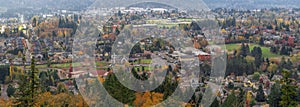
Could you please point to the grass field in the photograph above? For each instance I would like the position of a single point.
(265, 50)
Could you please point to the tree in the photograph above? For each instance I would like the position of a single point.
(10, 90)
(230, 85)
(215, 103)
(274, 96)
(288, 97)
(298, 95)
(117, 90)
(260, 96)
(29, 87)
(34, 22)
(230, 101)
(244, 50)
(147, 99)
(261, 41)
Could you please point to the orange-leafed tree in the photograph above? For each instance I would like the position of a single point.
(147, 99)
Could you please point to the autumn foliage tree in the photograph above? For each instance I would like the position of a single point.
(147, 99)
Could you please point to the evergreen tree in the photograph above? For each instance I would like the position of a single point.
(244, 50)
(260, 96)
(261, 41)
(288, 97)
(118, 91)
(29, 87)
(10, 90)
(274, 96)
(230, 101)
(298, 95)
(215, 103)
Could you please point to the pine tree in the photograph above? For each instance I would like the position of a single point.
(274, 96)
(117, 90)
(29, 88)
(288, 91)
(230, 101)
(215, 103)
(10, 90)
(260, 96)
(298, 95)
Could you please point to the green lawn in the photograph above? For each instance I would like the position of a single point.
(265, 50)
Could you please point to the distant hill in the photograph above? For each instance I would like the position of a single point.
(81, 4)
(151, 5)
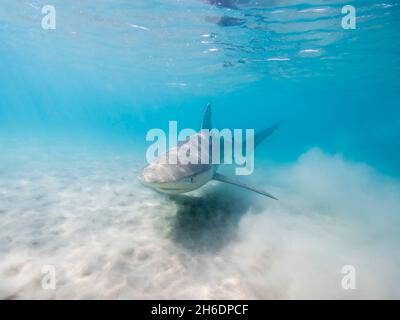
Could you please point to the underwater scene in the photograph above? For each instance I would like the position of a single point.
(85, 215)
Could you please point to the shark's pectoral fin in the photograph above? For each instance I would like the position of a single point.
(222, 178)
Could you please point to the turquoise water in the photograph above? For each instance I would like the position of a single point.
(76, 104)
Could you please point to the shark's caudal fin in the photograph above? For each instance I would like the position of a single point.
(262, 135)
(222, 178)
(206, 124)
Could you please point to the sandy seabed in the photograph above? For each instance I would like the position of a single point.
(108, 237)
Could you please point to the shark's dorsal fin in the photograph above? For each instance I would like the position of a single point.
(263, 134)
(206, 124)
(222, 178)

== Stated problem ==
Return all of the material above word for word, leaving out the pictures.

== Answer to the exercise ==
Could you please point to the grass field in the photograph above? For each instance I would like the position of a single point.
(265, 50)
Could you please point to the tree in the photograph above? For each instance I would like the position of a single point.
(10, 90)
(230, 85)
(215, 103)
(274, 96)
(288, 97)
(298, 95)
(117, 90)
(260, 96)
(29, 87)
(34, 22)
(230, 101)
(244, 50)
(147, 99)
(261, 41)
Could you please point to the orange-leafed tree in the photograph above? For each instance I would like the position of a single point.
(147, 99)
Could you please point to the autumn foliage tree in the photograph above? For each instance I would like the position of a single point.
(147, 99)
Could you please point to the evergreen tree in the photograph above? For each instance I would like the position of a single point.
(244, 50)
(260, 96)
(261, 41)
(288, 97)
(118, 91)
(29, 87)
(10, 90)
(274, 96)
(230, 101)
(298, 95)
(215, 103)
Could you please point to the pine tree in the photograph above? For each instance I would like the position of a single point.
(274, 96)
(117, 90)
(29, 88)
(288, 91)
(230, 101)
(215, 103)
(10, 90)
(260, 96)
(298, 95)
Could you please point to the green lawn in the photograph above? For each instance I would like the position of a single point.
(265, 50)
Could you please point to the distant hill in the photograph above? For each instance I would like the position of a single point.
(81, 4)
(151, 5)
Could you please point to the underwater scene in the photograph above? For each instance I would like the position of a single point.
(85, 215)
Could you please point to the shark's pectoral fin in the photograph above? For each instance I would like the position of a single point.
(222, 178)
Could you please point to the turquoise water in the photograph above? For each instance I would like the position of a single point.
(76, 104)
Could you please point to the shark's caudal fin in the photograph above? For each instance I would like the position of a single point.
(262, 135)
(222, 178)
(206, 124)
Could you please point to the sandy seabed in the photograph above? For each instance I would like the position of a single point.
(108, 237)
Could you please point to the shark's dorsal fin in the photograph above? For each instance I would like the position of a single point.
(263, 134)
(206, 124)
(222, 178)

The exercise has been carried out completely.